Task description: Exclude the pictures and return every line exactly as written.

Stored records:
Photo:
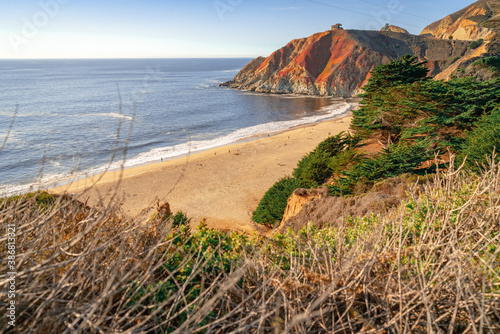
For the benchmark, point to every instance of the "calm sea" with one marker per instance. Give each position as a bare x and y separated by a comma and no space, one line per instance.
61,119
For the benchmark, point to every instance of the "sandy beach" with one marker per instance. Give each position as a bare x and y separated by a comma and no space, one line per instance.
222,185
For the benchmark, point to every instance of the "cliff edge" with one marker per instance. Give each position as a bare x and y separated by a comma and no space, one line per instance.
338,62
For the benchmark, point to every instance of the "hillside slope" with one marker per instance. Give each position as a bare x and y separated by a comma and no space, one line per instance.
338,62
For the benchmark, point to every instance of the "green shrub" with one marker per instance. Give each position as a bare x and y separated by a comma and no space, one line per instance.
403,71
391,162
273,204
180,219
481,142
42,198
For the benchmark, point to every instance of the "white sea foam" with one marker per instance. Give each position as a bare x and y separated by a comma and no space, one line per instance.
158,154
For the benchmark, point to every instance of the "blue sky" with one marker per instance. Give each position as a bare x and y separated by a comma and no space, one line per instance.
210,28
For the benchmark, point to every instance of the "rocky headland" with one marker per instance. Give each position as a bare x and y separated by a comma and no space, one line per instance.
338,62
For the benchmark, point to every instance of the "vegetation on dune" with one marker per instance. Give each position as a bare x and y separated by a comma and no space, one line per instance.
415,118
492,63
331,156
429,265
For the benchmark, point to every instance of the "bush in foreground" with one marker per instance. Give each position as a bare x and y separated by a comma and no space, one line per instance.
430,265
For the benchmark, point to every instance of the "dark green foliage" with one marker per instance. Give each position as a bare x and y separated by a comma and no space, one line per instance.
476,44
482,142
42,198
437,109
314,169
273,204
197,261
492,63
391,162
180,219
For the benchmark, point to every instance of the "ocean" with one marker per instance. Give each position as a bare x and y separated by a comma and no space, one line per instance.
65,119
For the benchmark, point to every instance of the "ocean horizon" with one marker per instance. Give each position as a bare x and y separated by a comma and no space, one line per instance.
64,119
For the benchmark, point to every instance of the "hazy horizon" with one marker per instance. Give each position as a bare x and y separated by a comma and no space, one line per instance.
133,29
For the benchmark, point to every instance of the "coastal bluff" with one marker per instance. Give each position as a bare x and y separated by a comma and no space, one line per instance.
337,62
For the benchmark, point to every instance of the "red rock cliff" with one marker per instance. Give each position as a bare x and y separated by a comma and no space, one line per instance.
338,62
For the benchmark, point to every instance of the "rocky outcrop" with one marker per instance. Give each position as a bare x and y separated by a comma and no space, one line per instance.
329,210
338,62
394,29
299,198
471,23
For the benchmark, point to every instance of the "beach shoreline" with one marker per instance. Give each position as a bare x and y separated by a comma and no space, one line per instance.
220,185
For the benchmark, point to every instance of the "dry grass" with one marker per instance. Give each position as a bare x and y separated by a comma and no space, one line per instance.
430,266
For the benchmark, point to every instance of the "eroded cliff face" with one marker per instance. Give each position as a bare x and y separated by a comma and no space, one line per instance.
471,23
338,62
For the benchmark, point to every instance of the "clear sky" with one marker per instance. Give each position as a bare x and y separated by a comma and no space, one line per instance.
193,28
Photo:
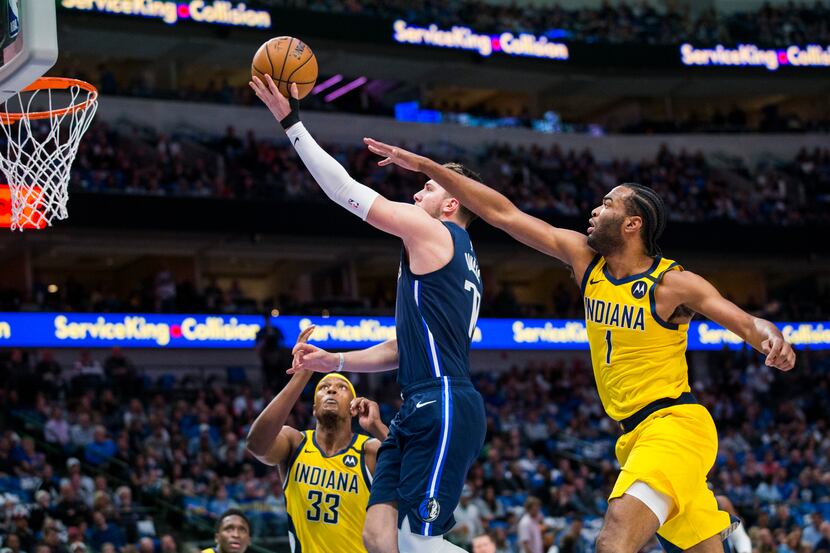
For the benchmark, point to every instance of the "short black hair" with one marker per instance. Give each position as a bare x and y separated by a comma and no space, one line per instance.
232,512
468,215
646,203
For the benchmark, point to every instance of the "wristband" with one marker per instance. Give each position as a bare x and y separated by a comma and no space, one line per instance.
293,116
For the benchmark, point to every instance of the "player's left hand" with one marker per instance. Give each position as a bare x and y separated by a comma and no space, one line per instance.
400,157
367,411
284,111
780,353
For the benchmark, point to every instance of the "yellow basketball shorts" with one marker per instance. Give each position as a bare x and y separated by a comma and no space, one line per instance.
672,451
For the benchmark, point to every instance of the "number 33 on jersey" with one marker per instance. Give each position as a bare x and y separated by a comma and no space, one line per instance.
326,497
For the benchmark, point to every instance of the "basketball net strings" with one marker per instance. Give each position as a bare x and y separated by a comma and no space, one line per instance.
37,170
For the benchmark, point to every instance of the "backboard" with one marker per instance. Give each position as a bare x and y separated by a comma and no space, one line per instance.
29,41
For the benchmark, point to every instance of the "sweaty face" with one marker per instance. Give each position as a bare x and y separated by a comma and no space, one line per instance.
432,198
332,399
605,234
233,536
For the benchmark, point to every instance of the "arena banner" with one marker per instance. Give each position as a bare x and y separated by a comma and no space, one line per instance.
751,55
102,330
208,12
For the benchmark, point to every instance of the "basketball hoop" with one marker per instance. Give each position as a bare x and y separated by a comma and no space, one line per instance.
43,125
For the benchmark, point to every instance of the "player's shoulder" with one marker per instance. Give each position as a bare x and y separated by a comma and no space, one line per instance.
684,284
371,446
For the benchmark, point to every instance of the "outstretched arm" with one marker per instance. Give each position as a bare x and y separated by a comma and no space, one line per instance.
403,220
566,245
695,292
268,439
379,358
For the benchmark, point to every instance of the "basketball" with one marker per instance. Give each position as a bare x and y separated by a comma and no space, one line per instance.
287,60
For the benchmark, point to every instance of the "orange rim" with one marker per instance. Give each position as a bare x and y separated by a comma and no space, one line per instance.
54,83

Task output:
Photo:
For the benchmark, point to every instance of the "calm sea" with one marker per instance. Give each position as a bare x and y separated by a comma and no space, one line per instance.
61,119
For the benchmark, point to every instance of the "sandy beach" with one marker per instance. Give each position as a bare x and y separated by a comma and no space, one line per instance.
222,185
For the benchmark, point to every instance of the "cliff edge" with one marker per instance. Give each position as a bare x and y separated by a comma and no space, one line per instance.
338,62
For the benchmark, point to every instance of the "hillside slope" with one marker per instance. Give each position as a bare x and y separated by a comma and no space, one line per instance.
338,62
For the benchmark, point to every instance of the "green shrub" with one marker per instance. Give each position as a bare x and y separated by a comma and no space, one line per instance.
403,71
391,162
273,204
180,219
481,142
42,198
For the benchmark, point to every instance of the "white sea foam" with one marker per instance. Give each position as a bare x and y separated by a comma and no space, one line per instance.
158,154
For the benchmark, point to every instance of the "blue sky" with one marker per instance. Give each position as a bare x and y separated by a comma and no space, one line per instance.
210,28
For the benchmark, point to every instance of the "rocky headland" with one marker per instance. Give each position as a bare x and y separated by a comma and no space, one line per instance.
338,62
For the benchmark, point to every instance of the "vegetation on dune" with one marker per instance. Give each position as a bare x and y separated by a comma and no space, one line per instance.
415,118
492,63
331,156
429,265
For the benchmark, point to every instance of the "bush in foreground" with one marker per instance. Give each position as a bare x and y separated by a comma and no space, one line per instance.
430,265
For the benchmark, point to every instance of the "dark green foliage" with one marker per instance. Give each position as a bare x and y separated by a comma and no space, one line per instance.
476,44
482,142
42,198
437,109
314,169
273,204
197,261
492,63
391,162
180,219
For the benchmark, point to every instance of the "ocean" with one marker per instance. Give each position as a bare x and y separated by a comma and no space, one line per instance.
65,119
For the benchmark, point to every instance of the "ocean horizon" with one marker per instance. Give each position as a bare x and y separated by a comma and no space, one line per instance.
64,119
For the benchmark, point to every instance of the "hazy horizon" with one marker per instance. Give each position as a bare x and y separated by a comma and no space, one line per instance.
133,29
For the benchmark, point to every instance of the "coastal bluff" with one marker per instance. Give each position as a bare x and y separated by a comma and no space, one line per instance.
337,62
For the benchmark, point to every instance of the "red rock cliff" with one marker per instance. Give each position as a bare x and y separated by a comma and no space, one line per instance.
338,62
For the benchmark, point to every instance of the "rocky outcrop" with one marker per instance. Give each position as a bare x and y separated by a comma and no space, one line per instance.
329,210
338,62
394,29
299,198
471,23
For the benchmark, point to every instance of the "beach shoreline" with one marker per instance. Give each position as a bare x and y separated by a comma and no space, one line per instance.
220,185
For the benchmark, point to every instance of the "dry grass" with one marker per instance. Give each position as a bare x and y separated by a comma and no space, one line per instance.
430,266
For the benchmark, point to every instance of the "eroded cliff face" with one marker per instance. Give each position as a bare x and y separated by a comma and no space, one line per instance.
471,23
338,62
For the benchmark, point to every instance of the "clear sky" with one marker per instance. Give each position as a bare x and y separated by a comma and no space, one line per instance.
193,28
Photo:
For the benchmark, point to every instance of the "short black hair" with one marker per instance. Give each position as a bare x and y separated by a comma and no space, one line per instance.
232,512
468,215
646,203
For the benchmark, point to every instance of the "wristband" with one marker per instance. Give each position as a bare x and y separated by a comma and no space, one line per instance.
293,116
For the benchmark, point to every instance of the "player's left hand" with one marker per instance. Give each position as a bare x and y separated by a comma and no space, one line per instance.
400,157
367,411
284,111
780,353
For the benchmark, point to every instance of the "yellow basketball shorts" with one marker per instance. Give each position as a bare x and y separated by a comma and no space, one line per instance.
672,451
For the benchmark, point to every instance of the "number 33 on jersey" with one marker per instance. Give each position as a bare x and y separated by a comma and no space, one line per instance.
326,497
For the benchmark, point to every instance of the "basketball net strings" with one marker per instance. Give each position as a bare x and y separated by a comma and no space, one line per instance.
37,170
For the benchmark, point to every instance of the "backboard" with one marker per instance. Give each position as a bare x and y separated by a comma and no space, one line per instance.
29,41
For the benchmark, point to every instance of the "sweaty face" with one marker per instance. Give each position as a bare x and y separated by a comma and no space, one line per instance.
432,198
332,399
605,234
233,536
For the benchmark, point to every instance of the "arena banner" with one marker per instance. Give each position as a bare x and y separated by a comma and no space, one line per instance.
751,55
102,330
208,12
For the benchmark, point to every instance of the "basketball hoop" with one marker per instance. Give each position as a bare x and y separated by a comma and no space, one line per instance.
43,125
For the benchmark, point to every instance of the "player's shoulder" with one marker per instance. Give each position as a bare x and y separated by a comma and no space, one line per instance.
684,284
371,446
For the benchmark, point to every instance of the "outstretched arm" with one marker per instance. Give each position as a bare x and y separated by a comma and no space, one line per instance.
403,220
566,245
695,292
268,439
379,358
For the benchmark, point to every instance of the "basketball" with one marker per instance. Give each position as a bare x and y separated by a comma and no space, one line per instance.
287,60
For the benchmark, point to every instance of the "orange rim" with one marker per instance. Give each position as a bare x and y separated by a comma and no space, one line per instance.
54,83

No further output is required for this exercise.